---------- PROVIDED RECORDS

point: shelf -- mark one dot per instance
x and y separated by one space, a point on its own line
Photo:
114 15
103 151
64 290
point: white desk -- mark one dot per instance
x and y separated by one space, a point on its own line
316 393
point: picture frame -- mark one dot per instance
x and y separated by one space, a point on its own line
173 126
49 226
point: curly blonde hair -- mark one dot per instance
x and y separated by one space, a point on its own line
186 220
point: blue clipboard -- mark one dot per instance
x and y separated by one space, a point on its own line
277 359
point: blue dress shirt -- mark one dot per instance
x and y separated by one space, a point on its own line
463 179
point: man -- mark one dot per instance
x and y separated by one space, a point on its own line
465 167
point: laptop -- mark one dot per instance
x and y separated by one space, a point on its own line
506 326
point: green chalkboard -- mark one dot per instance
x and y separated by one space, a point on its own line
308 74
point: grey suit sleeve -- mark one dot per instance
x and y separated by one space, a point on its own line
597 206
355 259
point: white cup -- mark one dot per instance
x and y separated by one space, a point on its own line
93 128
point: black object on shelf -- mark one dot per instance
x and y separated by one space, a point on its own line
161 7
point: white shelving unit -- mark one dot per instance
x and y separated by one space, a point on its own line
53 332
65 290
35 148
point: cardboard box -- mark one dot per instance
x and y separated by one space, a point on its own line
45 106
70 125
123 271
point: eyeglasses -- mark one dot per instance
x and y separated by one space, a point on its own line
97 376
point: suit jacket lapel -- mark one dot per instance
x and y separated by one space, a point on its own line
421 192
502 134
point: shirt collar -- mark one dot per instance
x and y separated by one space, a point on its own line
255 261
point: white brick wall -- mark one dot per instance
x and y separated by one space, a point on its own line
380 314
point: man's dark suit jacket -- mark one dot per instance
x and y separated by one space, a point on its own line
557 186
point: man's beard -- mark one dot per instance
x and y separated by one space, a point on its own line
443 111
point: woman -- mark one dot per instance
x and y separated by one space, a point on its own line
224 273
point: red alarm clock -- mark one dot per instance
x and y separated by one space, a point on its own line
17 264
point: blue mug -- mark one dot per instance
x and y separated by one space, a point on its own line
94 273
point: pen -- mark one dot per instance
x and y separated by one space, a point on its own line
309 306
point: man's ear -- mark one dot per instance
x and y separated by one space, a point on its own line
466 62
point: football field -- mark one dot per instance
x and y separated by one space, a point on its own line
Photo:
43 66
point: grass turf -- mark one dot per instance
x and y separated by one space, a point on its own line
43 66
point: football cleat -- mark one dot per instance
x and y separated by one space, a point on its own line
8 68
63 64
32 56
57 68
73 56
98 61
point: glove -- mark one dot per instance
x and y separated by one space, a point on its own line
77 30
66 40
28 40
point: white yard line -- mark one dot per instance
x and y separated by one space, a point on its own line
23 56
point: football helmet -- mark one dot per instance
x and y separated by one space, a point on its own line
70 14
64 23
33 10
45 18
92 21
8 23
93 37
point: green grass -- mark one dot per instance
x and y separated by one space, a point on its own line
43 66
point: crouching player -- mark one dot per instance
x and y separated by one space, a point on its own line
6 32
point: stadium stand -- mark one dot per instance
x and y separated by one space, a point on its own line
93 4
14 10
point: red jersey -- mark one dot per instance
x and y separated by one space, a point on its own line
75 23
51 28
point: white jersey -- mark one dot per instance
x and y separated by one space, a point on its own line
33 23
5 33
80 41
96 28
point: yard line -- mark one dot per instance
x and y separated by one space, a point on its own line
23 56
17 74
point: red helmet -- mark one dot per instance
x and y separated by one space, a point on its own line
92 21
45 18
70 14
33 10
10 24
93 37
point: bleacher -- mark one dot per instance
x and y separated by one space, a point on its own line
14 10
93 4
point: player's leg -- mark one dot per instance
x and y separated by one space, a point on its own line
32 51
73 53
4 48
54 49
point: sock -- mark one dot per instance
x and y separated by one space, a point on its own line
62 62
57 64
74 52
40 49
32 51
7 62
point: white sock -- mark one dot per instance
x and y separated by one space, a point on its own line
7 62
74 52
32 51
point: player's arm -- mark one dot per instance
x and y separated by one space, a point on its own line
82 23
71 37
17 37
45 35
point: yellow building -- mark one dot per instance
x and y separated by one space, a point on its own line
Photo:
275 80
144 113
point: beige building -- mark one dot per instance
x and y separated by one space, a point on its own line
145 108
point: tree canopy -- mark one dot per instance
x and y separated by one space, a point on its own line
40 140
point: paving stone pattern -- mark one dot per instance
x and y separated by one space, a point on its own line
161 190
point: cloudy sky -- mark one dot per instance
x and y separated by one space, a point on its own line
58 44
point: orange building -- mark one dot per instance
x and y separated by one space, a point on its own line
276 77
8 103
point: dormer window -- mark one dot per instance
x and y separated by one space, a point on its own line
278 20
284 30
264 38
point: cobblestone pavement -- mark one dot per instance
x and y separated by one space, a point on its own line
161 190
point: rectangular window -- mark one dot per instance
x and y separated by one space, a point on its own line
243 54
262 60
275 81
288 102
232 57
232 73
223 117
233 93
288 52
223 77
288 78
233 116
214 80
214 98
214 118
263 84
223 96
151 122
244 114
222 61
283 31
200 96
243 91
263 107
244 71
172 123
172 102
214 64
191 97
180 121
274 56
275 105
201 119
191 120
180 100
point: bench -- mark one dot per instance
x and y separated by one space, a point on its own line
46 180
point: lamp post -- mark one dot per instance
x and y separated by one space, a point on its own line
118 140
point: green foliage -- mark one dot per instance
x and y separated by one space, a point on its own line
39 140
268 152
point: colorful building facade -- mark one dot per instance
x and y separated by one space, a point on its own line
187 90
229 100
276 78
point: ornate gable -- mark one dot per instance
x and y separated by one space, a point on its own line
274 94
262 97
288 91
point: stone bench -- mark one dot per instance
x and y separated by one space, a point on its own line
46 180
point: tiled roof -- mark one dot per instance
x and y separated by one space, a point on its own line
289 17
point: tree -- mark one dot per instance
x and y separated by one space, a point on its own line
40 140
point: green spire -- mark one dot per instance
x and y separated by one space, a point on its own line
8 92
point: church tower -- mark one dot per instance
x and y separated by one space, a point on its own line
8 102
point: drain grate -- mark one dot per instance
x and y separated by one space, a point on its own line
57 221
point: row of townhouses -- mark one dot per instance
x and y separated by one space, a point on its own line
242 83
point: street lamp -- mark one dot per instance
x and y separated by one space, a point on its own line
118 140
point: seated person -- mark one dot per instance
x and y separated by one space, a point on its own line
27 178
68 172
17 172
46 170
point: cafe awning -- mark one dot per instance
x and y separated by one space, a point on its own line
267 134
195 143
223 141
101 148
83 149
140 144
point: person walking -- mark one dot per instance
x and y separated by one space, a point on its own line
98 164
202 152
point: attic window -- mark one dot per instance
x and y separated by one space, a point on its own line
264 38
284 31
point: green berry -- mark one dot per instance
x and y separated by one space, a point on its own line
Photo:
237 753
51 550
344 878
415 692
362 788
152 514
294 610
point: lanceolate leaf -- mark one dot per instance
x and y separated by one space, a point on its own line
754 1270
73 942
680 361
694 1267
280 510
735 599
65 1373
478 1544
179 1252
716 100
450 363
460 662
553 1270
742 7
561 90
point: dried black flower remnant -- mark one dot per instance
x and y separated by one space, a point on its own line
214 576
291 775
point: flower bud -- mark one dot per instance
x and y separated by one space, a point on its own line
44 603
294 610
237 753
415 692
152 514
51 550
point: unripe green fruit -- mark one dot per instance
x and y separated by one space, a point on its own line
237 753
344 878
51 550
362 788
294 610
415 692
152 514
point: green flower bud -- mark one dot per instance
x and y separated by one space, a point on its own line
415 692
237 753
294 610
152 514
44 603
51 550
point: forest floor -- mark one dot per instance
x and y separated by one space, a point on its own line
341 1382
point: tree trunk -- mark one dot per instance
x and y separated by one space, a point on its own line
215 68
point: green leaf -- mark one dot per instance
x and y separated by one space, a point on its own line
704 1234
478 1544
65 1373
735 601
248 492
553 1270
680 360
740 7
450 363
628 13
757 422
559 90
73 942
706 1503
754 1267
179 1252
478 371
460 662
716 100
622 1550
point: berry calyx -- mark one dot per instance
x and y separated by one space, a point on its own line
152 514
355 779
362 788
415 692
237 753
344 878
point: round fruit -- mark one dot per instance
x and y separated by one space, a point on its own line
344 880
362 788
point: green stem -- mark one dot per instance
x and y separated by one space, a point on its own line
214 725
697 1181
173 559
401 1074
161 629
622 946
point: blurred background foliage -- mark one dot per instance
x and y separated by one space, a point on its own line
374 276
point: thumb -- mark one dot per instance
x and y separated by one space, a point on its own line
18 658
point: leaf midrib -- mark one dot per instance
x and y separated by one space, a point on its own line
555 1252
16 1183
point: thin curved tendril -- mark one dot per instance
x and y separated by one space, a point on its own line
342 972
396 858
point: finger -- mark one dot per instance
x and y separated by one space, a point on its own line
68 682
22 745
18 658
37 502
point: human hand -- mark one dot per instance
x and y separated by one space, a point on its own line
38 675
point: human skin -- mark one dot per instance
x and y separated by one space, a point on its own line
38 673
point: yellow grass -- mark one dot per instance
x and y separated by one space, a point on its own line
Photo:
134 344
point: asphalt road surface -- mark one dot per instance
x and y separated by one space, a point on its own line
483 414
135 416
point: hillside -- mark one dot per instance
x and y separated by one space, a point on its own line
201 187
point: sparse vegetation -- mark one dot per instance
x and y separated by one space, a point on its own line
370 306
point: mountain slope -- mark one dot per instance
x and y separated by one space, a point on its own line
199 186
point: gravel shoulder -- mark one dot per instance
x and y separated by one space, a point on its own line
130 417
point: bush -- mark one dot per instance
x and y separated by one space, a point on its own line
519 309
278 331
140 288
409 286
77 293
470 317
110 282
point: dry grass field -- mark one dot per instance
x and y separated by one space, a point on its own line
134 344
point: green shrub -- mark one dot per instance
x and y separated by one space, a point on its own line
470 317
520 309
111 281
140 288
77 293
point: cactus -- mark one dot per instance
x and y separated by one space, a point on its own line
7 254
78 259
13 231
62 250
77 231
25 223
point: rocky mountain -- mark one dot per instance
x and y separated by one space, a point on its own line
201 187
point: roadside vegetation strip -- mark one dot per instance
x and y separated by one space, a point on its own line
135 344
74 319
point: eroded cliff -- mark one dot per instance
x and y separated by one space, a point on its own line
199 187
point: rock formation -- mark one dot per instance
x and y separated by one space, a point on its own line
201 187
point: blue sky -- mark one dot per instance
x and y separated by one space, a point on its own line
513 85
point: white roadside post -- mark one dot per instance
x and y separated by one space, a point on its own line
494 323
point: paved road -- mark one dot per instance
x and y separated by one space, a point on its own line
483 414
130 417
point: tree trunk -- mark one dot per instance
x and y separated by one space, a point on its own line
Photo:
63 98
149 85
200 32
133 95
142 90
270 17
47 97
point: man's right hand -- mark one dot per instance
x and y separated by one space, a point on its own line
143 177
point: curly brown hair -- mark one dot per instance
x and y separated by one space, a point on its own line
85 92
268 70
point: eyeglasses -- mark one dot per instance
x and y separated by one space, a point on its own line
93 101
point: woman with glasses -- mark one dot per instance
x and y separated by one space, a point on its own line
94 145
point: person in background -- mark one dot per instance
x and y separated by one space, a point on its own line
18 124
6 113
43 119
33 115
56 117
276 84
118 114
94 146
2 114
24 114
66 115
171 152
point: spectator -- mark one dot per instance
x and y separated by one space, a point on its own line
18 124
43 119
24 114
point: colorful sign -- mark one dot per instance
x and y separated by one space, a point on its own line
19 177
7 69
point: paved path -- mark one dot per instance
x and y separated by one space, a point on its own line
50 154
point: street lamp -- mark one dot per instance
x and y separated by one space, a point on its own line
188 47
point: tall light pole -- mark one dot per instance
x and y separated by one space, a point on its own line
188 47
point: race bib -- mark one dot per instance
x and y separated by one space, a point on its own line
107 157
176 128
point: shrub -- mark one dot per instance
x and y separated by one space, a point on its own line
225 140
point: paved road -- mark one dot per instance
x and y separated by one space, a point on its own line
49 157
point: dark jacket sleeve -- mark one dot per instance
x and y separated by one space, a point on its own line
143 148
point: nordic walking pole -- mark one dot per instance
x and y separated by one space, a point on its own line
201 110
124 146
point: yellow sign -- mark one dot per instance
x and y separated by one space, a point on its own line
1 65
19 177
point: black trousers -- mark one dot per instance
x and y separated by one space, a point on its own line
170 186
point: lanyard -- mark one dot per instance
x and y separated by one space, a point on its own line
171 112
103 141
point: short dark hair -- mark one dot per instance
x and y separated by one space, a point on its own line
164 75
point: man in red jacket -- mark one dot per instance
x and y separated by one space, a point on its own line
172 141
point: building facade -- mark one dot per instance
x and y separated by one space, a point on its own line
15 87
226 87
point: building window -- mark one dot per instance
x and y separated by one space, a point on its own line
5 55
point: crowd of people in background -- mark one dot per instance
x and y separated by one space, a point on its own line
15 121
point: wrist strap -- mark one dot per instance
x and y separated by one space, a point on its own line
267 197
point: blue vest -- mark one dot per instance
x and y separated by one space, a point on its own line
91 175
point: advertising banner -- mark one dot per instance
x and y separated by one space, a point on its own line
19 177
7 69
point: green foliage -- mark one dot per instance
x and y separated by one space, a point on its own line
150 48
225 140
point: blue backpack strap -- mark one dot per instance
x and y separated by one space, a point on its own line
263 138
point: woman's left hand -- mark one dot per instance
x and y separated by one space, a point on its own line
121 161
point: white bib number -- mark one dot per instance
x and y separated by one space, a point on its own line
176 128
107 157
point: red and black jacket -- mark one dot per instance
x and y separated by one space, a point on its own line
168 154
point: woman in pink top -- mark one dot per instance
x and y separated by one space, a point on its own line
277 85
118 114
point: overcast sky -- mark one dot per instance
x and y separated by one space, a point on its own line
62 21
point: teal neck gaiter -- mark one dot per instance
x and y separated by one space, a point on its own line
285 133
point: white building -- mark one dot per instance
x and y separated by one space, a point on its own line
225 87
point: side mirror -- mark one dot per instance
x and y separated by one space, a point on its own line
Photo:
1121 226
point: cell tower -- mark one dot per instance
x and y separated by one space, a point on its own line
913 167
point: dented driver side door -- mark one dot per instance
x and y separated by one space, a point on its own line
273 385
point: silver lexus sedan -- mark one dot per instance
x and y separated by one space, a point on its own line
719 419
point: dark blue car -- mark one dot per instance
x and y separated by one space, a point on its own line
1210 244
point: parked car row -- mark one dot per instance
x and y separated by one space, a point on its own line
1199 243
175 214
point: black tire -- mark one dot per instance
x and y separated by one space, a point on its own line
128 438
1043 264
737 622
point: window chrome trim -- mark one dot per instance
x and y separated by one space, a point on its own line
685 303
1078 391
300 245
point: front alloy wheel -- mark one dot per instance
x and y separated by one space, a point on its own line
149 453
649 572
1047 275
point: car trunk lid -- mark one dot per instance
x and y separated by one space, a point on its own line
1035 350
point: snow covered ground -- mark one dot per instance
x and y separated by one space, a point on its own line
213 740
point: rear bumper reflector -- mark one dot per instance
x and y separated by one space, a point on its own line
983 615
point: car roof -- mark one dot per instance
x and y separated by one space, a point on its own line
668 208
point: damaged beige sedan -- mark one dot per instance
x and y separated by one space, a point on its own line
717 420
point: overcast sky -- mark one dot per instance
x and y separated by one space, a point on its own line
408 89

--------------------

From the listing above, output exactly the run of lines that starts with the line containing "point: bleacher -- mark one dot per instance" and ends with the line containing "point: player's arm".

point: bleacher -- mark one dot per instance
x and y separated by one space, a point on its own line
14 10
93 4
point: player's leg -- mark one dot per instance
x and y separated by one space, a point on its own line
32 51
73 53
4 48
54 49
point: sock -- mark one dot per instance
x and y separated by one space, a point on its own line
62 62
57 64
74 52
40 49
32 51
7 62
point: white sock -- mark one dot per instance
x and y separated by one space, a point on its own line
7 62
74 52
32 51
point: player's arm -- mark one dot per instance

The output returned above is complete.